* _What is needed_: Give back exactly the lines running from the line with "Could you please point out the chimney" to the end of the entries, and only those lines.

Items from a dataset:
^^^^

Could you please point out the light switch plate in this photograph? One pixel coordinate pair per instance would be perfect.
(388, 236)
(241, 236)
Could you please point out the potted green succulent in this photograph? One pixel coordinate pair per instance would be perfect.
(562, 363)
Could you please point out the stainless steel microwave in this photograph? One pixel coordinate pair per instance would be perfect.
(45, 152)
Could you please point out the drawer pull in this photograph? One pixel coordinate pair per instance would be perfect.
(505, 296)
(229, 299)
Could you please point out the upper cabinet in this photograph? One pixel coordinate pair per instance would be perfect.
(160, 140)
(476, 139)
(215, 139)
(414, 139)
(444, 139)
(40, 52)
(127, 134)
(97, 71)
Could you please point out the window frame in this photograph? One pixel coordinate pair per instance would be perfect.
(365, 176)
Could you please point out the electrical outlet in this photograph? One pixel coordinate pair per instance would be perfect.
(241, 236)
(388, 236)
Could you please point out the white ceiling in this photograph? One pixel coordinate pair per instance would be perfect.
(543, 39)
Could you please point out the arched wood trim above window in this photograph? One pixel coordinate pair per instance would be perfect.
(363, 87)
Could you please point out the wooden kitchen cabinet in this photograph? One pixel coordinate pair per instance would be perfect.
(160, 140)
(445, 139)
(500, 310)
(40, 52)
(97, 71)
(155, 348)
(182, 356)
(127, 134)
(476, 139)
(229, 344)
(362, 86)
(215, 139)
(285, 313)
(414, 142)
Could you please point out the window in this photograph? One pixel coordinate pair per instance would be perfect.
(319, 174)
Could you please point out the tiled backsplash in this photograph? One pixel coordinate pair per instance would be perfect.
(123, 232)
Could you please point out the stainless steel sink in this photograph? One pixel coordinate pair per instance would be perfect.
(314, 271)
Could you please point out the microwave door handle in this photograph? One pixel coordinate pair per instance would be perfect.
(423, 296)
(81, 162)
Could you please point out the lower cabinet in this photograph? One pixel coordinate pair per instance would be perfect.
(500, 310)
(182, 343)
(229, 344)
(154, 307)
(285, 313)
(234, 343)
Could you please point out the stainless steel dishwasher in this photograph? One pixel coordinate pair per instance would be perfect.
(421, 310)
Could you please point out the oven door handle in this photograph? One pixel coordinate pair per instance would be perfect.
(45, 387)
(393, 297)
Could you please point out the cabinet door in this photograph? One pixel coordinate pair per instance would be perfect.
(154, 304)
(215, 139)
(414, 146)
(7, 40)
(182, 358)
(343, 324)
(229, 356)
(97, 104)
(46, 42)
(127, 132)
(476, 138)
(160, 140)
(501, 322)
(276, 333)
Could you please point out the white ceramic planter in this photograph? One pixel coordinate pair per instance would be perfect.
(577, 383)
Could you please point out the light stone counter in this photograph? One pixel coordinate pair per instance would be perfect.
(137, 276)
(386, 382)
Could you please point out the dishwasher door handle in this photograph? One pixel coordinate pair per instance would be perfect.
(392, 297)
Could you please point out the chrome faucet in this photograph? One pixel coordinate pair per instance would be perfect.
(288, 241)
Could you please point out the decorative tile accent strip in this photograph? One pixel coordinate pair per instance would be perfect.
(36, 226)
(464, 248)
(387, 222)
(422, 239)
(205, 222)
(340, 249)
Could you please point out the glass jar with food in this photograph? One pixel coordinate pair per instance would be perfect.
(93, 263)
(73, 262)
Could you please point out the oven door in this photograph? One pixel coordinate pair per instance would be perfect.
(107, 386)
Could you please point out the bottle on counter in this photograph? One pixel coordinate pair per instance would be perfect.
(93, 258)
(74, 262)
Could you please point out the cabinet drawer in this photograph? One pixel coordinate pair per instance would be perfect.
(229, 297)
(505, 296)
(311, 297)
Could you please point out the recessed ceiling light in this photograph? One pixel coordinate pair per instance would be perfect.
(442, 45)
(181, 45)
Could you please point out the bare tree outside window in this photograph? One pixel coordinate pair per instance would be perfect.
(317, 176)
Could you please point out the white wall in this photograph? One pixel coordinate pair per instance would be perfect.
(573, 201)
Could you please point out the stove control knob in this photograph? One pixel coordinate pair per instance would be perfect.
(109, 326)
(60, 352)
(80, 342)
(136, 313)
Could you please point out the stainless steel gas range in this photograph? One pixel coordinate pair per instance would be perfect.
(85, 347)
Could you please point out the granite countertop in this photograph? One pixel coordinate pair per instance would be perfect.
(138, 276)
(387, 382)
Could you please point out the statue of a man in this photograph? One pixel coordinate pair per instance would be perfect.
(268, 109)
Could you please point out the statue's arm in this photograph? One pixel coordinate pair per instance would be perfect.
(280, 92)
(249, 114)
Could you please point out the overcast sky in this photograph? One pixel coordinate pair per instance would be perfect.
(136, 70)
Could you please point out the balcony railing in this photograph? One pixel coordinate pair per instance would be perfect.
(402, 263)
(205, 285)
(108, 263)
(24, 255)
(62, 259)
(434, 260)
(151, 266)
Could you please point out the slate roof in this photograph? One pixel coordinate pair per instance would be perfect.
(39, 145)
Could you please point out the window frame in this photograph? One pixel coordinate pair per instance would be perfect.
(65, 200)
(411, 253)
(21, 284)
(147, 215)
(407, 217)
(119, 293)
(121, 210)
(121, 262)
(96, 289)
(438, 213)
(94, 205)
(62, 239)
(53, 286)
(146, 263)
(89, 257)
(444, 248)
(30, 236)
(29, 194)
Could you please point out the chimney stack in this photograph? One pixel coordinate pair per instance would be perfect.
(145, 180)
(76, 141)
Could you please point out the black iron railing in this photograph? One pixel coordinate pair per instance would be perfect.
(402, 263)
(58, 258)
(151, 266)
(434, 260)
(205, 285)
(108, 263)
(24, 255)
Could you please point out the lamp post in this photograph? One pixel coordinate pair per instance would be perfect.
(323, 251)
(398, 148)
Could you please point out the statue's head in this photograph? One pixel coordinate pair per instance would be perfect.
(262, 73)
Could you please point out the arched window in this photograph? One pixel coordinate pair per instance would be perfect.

^^^^

* _Exercise answer_:
Could you please point out the chimney stack in this photograph? One pixel coordinate pair per instance would be perfect.
(145, 180)
(76, 141)
Could you please point out the black iron railing in this photograph? One pixel coordinate pair per instance would be perfect.
(402, 263)
(58, 258)
(151, 266)
(434, 260)
(205, 285)
(108, 263)
(24, 255)
Could you please point out the lamp post in this photograph? One pixel coordinate pair per instance would be perfect.
(323, 251)
(398, 148)
Could you please point out the statue's head in this photograph? One pixel coordinate pair per instance would be perfect.
(262, 73)
Could you please point out the arched window in this photograph? One pixel coordinate pair per instance would be perfect.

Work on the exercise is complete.